_PROVIDED DATA_.
····················
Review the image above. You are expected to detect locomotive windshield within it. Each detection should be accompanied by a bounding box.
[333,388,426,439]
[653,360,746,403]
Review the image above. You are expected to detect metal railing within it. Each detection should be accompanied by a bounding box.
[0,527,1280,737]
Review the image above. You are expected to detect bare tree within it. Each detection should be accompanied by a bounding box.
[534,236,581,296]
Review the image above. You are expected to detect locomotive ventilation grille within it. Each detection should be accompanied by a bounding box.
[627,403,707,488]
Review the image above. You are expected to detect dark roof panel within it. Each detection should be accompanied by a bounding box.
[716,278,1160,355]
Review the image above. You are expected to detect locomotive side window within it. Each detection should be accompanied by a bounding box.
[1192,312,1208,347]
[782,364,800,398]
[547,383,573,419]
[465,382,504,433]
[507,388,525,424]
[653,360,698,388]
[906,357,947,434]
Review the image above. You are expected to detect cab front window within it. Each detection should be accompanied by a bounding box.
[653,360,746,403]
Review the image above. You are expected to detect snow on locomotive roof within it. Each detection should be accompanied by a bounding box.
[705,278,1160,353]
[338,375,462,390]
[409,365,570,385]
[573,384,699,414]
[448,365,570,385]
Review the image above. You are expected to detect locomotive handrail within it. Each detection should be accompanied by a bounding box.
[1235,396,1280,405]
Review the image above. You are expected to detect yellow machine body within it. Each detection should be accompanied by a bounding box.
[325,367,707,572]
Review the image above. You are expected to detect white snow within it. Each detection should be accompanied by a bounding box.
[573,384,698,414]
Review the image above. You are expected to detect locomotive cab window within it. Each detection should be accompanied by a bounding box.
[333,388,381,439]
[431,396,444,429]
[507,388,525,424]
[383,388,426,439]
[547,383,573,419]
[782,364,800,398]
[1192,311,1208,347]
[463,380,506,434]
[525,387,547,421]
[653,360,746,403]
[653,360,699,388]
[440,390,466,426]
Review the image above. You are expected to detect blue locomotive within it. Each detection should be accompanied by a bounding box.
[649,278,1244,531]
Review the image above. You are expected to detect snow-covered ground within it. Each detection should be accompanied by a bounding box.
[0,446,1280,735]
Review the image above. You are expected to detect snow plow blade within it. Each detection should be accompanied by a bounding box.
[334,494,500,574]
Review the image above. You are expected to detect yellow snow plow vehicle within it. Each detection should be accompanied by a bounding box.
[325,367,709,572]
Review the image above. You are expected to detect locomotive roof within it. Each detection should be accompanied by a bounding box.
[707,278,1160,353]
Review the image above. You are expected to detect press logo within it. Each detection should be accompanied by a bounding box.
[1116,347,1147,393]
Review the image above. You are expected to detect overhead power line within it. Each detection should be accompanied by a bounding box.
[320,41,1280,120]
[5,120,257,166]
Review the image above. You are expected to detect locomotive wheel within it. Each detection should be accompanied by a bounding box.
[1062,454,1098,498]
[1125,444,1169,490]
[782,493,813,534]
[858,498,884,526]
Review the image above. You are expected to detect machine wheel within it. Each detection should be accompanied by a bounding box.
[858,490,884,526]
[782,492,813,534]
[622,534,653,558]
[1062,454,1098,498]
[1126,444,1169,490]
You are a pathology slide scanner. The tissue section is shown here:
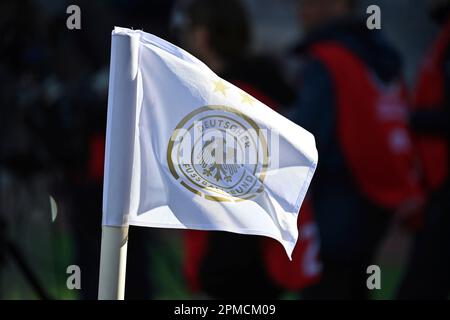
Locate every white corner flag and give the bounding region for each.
[100,27,318,297]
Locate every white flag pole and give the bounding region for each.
[98,28,139,300]
[98,226,128,300]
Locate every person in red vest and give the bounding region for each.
[294,0,423,299]
[172,0,321,299]
[398,0,450,299]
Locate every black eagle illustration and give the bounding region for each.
[197,137,242,182]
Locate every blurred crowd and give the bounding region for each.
[0,0,450,299]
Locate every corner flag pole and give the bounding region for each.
[98,27,139,300]
[98,226,128,300]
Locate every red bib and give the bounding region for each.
[312,41,422,209]
[413,20,450,190]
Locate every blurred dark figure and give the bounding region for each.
[295,0,421,299]
[175,0,320,299]
[51,0,178,300]
[398,0,450,299]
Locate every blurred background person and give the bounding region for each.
[398,0,450,299]
[175,0,320,299]
[295,0,422,299]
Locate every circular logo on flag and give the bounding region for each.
[167,106,268,201]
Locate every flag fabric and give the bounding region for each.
[103,27,318,256]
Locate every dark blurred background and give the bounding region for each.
[0,0,450,299]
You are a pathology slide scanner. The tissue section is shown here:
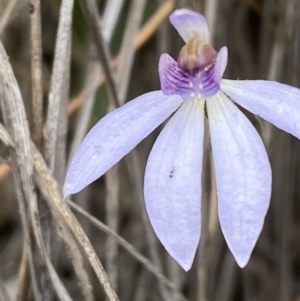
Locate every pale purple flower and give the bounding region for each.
[64,9,300,270]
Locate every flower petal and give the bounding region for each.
[169,9,209,43]
[64,91,183,196]
[145,101,204,271]
[221,80,300,139]
[214,46,228,83]
[207,92,271,267]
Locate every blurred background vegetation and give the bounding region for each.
[0,0,300,301]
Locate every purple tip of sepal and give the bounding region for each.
[169,9,209,43]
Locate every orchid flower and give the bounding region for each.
[64,9,300,270]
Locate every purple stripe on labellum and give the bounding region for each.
[159,48,221,100]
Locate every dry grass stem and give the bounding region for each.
[67,201,188,301]
[29,0,43,147]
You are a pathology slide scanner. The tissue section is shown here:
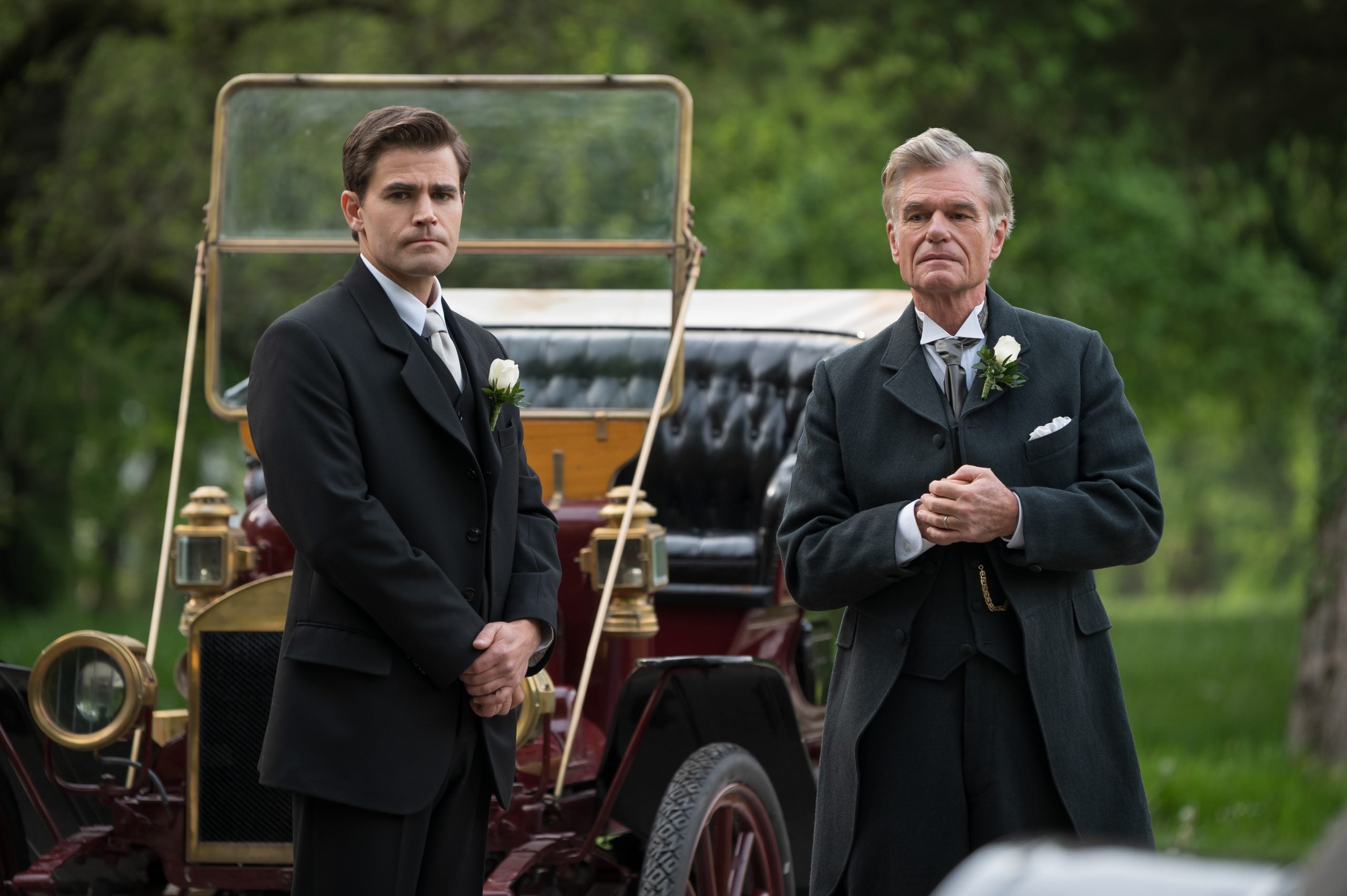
····················
_REQUIRED WORK_.
Can you rewrite all the entries above with "should be accompanied by" replaced by "must come with" and nothing else changed, leaving out the pictures?

_SOLVED PROBLEM_.
Review the image above. You are expected to detect locomotive windshield within it. Each detection must come with a bounding box.
[333,388,426,439]
[653,360,746,403]
Review the image above. You are expected to detect metal railing within it. Each detection must come with a bounding box.
[0,527,1280,737]
Review the image above. You are expected to detect bare tree within it. Each detection must come with a bounding box.
[534,236,581,296]
Review the image above. You are expected to detect locomotive ventilation grille within it. Each detection must come with a bounding box.
[627,403,707,488]
Review the image above. You are expected to detect dark roof panel within it. Each detection must come with a bounding box.
[716,278,1160,355]
Review the image above. You are expected to detect locomotive side window within it. Each detection must come with a bounding box.
[1192,312,1208,347]
[782,364,800,398]
[547,383,573,419]
[465,382,504,433]
[507,388,525,424]
[653,360,698,388]
[906,357,947,434]
Review the image above. You are expected to detect cab front window within it. Each detection must come with a bounding box.
[653,360,746,403]
Review the image above. You are expected to detect snow on locomotive roof within it. Each detection must come with a bounding box.
[705,278,1160,353]
[338,375,462,390]
[409,365,570,385]
[573,384,699,414]
[448,365,570,385]
Review the image above. You are expected to detect locomotive handrail within it. Each detection must come with a bounding box.
[1235,396,1280,405]
Review the image above. You are expected to detect yellow machine body within it. Each detection must come with a bounding box.
[325,367,707,572]
Review the image above. You are expected to detect white snow within it. Each detection must come with a bounding box.
[573,384,698,414]
Review the image above. You are expected to detect locomotive cab window within it. Each detection must come with a bounding box.
[333,388,381,439]
[431,396,444,429]
[507,388,525,424]
[383,388,426,439]
[547,383,573,419]
[782,364,800,398]
[1192,311,1208,347]
[463,380,506,434]
[525,387,547,421]
[653,360,746,403]
[653,360,699,388]
[440,390,466,426]
Review the image above. You are expected to detect blue locomotive within it. Each detection must come with a bounding box.
[649,278,1244,531]
Review the image above. You are expected to detect snow-covered ground within it. Each detection must come with a bounding box.
[0,446,1280,735]
Review the image above. You are expected to detect snow plow blade within it. Each detection must come with a bounding box.
[334,494,500,574]
Review the image above. You are expected to detect yellow snow plow vehicle within it. Each detection must come with a bounding box.
[325,367,709,572]
Review the image above. You are expected to detect locomotive roof within it. Each detection must come with a bounding box.
[707,278,1160,353]
Review the image above. You are expected to detect press logo within it. Each detection must come with a bounding box.
[1116,347,1147,393]
Review the image above. You are expected to detect overhead power line within it. Each detection must come with a bounding box.
[320,41,1280,120]
[5,120,257,166]
Review the image above. You are expected to detect locomotive wheel within it. Each detection must come with a bounding box.
[1062,454,1098,498]
[1125,444,1169,490]
[782,493,813,534]
[858,498,884,526]
Review the image above. You are expected to detect machine wheel within it. Each detection must come with a bounding box.
[858,490,884,526]
[782,492,813,534]
[622,534,653,558]
[1062,454,1098,498]
[1126,444,1169,490]
You are a pathology slide scanner. The tissue section is shown here:
Locate every white corner flag and give the bounding region for each.
[100,27,318,297]
Locate every white flag pole and give the bounding region for each.
[98,28,139,300]
[98,226,128,300]
Locate every person in red vest and give the bounding region for each.
[294,0,423,299]
[172,0,321,299]
[398,0,450,299]
Locate every black eagle illustration and give the bounding region for each.
[197,137,242,182]
Locate every blurred crowd and give the bounding region for each.
[0,0,450,299]
Locate every corner flag pole and give the bounding region for each.
[98,27,139,300]
[98,226,128,300]
Locate every red bib and give the bounding region for each.
[312,41,422,209]
[413,20,450,190]
Locate every blurred dark figure and give the bounding region for each.
[295,0,421,299]
[175,0,320,299]
[51,0,178,300]
[398,0,450,299]
Locate every blurred background person and give the bounding region for each.
[398,0,450,299]
[175,0,320,299]
[295,0,422,299]
Locate every circular logo on flag and give the bounding region for each.
[167,106,268,201]
Locate every flag fabric and give the bounding region for each.
[103,27,318,256]
Locate every dark blurred background and give the bounding region for each.
[0,0,450,299]
You are a pathology slide scanner. The tissue section is shown here:
Locate every pale purple flower and give the bounding region for each.
[64,9,300,270]
Locate every flower petal and give the bounding region for each.
[169,9,209,43]
[64,91,183,196]
[145,101,204,271]
[221,80,300,139]
[214,46,228,83]
[207,92,271,267]
Locate every blurred background vegetation and give the bounding region for each.
[0,0,300,301]
Locate every purple tip of sepal and give the bounding region for each.
[169,9,209,43]
Locate every orchid flower and give the bounding region for each.
[64,9,300,270]
Locate every purple stripe on labellum and give the bounding region for each.
[159,48,221,100]
Locate every dry grass stem and give the bounding region for each.
[67,201,188,301]
[29,0,43,147]
You are a pathology slide scanner. The tissue section is shown here:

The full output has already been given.